EXCERPT:
================================

Herpes infection and covid vaccine: is there any link between them?
The Pfizer-BioNTech vaccination was the first to be approved by the FDA but a new study has made a link to cases of herpes zoster, more commonly known as shingles.
Medical journal Rheumatology has released a paper reporting that six female patients developed a herpes zoster infection within two weeks of receiving a dose of the Pfizer-BioNTech covid-19 vaccine. The report is part of a limited study into the vaccine's side effects among patients.
However researchers were eager to point out that the link to the coronavirus vaccine is unproven and it is fairly typical for recipients of any vaccination to experience similar side effects after getting a shot. Here’s what we know so far.
What is herpes zoster?
The herpes zoster infection is a completely separate affliction to both genital herpes and oral herpes, which are both caused by different herpes viruses. Herpes zoster is more commonly known as shingles, which is triggered by the same virus that causes chickenpox, according to the National Institute of Neurological Disorders and Stroke (NINDS).
Herpes zoster symptoms are typically characterised by burning, itching, numb, or tingling sensations on the skin. It is often restricted to one area on one side of the patient’s body and can cause a rash of fluid-filled blisters. Sensitivity of these areas varies from person to person with some reporting paid from even a a light touch.
What is the link between herpes zoster and the covid-19 vaccine?
The report from Rheumatology studied 491 people with autoimmune inflammatory rheumatic diseases (AIIRD) who received the Pzifer-BioNTech vaccine to explore possible side effects. Researchers found that six participants (1.2% of those included) developed shingles within days of receiving the vaccine.

================================

SUPPLIED RECORDS:

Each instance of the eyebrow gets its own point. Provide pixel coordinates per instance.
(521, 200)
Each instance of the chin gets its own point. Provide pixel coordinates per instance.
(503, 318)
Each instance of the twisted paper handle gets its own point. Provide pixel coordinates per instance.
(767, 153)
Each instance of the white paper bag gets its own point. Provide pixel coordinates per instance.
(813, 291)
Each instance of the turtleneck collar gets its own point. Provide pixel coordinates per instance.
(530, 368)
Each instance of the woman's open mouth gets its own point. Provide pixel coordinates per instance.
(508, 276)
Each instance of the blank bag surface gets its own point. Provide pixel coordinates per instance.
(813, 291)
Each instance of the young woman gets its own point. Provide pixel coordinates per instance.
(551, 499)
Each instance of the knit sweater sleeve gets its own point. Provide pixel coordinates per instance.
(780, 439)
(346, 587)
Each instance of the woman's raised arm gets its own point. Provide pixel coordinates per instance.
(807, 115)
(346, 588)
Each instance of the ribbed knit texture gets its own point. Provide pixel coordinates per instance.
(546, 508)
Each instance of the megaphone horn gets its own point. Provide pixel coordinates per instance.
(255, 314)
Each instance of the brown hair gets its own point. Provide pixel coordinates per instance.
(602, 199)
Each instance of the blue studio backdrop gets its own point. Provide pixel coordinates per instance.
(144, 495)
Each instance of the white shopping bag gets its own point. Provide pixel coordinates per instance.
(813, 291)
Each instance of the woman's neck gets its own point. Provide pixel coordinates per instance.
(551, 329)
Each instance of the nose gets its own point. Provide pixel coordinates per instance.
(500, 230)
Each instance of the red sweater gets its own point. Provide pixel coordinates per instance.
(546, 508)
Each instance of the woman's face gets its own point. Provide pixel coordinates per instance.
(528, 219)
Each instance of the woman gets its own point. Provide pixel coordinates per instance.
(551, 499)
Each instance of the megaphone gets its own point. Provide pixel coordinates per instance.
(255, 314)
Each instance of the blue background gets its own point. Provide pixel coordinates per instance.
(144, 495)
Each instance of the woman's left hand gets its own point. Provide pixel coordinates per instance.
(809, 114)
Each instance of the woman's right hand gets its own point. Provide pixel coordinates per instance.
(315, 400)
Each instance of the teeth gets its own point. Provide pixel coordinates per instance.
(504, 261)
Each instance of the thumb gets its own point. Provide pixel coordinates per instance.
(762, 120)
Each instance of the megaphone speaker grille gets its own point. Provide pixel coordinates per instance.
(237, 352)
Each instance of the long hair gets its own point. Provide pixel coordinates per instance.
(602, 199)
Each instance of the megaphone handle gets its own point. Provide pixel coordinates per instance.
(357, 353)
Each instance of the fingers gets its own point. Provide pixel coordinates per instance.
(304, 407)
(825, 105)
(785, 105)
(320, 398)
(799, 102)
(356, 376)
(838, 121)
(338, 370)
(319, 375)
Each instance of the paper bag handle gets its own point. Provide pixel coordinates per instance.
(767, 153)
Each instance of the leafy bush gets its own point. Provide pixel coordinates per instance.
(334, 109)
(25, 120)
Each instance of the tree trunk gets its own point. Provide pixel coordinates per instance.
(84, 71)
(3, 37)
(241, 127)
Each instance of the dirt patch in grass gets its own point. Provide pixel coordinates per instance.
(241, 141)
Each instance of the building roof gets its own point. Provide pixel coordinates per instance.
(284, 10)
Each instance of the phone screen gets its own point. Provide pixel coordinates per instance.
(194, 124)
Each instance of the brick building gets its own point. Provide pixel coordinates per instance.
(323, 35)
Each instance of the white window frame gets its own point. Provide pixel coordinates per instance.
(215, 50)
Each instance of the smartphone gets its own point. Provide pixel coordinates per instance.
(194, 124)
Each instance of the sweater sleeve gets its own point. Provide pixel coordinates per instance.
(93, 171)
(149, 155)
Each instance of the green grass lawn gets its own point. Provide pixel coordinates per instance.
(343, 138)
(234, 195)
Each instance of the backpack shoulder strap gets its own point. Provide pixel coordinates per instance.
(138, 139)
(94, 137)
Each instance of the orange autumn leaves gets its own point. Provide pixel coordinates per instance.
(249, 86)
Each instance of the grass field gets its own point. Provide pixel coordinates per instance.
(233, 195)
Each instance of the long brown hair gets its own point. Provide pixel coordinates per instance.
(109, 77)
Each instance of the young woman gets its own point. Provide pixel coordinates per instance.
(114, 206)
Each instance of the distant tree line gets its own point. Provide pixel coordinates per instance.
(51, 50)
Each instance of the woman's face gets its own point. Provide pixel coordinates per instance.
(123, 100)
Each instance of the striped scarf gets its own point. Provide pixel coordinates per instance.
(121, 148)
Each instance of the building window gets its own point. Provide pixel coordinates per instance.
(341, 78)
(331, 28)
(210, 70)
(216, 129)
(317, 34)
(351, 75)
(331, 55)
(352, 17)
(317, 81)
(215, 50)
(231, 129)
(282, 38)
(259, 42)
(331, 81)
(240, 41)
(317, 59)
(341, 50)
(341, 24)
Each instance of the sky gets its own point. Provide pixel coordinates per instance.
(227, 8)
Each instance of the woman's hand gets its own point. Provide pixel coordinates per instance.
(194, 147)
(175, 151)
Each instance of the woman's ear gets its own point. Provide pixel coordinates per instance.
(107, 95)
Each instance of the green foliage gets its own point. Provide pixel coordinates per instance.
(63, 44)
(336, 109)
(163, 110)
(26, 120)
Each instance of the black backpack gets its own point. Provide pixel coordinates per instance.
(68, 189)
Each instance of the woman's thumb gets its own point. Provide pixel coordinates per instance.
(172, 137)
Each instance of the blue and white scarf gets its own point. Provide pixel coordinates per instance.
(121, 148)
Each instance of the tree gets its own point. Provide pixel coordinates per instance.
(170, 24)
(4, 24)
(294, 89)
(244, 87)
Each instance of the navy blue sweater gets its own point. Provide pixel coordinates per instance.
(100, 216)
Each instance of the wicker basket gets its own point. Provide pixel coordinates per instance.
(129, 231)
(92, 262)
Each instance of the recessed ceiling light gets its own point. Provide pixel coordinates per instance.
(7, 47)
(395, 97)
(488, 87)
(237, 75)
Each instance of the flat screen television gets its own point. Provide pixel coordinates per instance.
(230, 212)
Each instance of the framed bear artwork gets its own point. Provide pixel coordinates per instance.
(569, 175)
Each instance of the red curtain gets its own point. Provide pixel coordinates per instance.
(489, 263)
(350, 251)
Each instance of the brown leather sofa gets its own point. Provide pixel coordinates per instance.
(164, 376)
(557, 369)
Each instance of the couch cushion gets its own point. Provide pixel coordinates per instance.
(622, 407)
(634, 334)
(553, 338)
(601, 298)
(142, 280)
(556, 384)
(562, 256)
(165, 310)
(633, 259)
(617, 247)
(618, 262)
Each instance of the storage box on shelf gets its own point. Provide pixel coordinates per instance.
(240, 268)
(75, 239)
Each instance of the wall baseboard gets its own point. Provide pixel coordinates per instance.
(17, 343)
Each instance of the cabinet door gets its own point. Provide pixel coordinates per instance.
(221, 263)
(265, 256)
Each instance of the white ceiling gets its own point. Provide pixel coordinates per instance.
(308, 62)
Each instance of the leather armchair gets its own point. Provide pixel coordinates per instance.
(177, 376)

================================

LIST OF TASKS:
[a] From the article on shingles and the covid vaccine, reproduce the passage that begins at the words "What is herpes" and ends after the words "the covid-19 vaccine?".
[b] Which skin sensations does the shingles article name as typical herpes zoster symptoms? List every one.
[c] Write the next part of the article on shingles and the covid vaccine, picking up after its final sentence.

ANSWERS BY TASK:
[a]
What is herpes zoster?
The herpes zoster infection is a completely separate affliction to both genital herpes and oral herpes, which are both caused by different herpes viruses. Herpes zoster is more commonly known as shingles, which is triggered by the same virus that causes chickenpox, according to the National Institute of Neurological Disorders and Stroke (NINDS).
Herpes zoster symptoms are typically characterised by burning, itching, numb, or tingling sensations on the skin. It is often restricted to one area on one side of the patient’s body and can cause a rash of fluid-filled blisters. Sensitivity of these areas varies from person to person with some reporting paid from even a a light touch.
What is the link between herpes zoster and the covid-19 vaccine?

[b]
Burning
Itching
Numb
Tingling

[c]
Heath report that four of the patients who became infected had rheumatoid arthritis, one had Sjogren’s syndrome and one suffered from a connective disease. Five of those six infections came after the first dose of the Pzifer-BioNTech shot.
In general these infections were mild; five of the patients were treated with an antiviral medication and were reporting no symptoms six weeks later. One patient had a case of herpes zoster ophthalmicus, meaning that the virus had infected the eye area.
However while there is a link the study did not prove that the covid-19 vaccine was the cause of the six cases of shingles. Authors of the study made that point clear in the paper and doctors are unsurprised that recent recipients of a vaccine would have such symptoms.
Infectious disease expert Amesh A. Adalja, MD, senior scholar at the Johns Hopkins Center for Health Security in Maryland, said: "People with autoimmune disorders that are on immunosuppressant medications are at higher risk of having shingles.”
He added that vaccines often have such impacts on the immune system, saying: "there have been reports of vaccines causing shingles in the past” and suggested that the study simply shows that "this phenomenon can occur after the covid-19 vaccine as it has with others."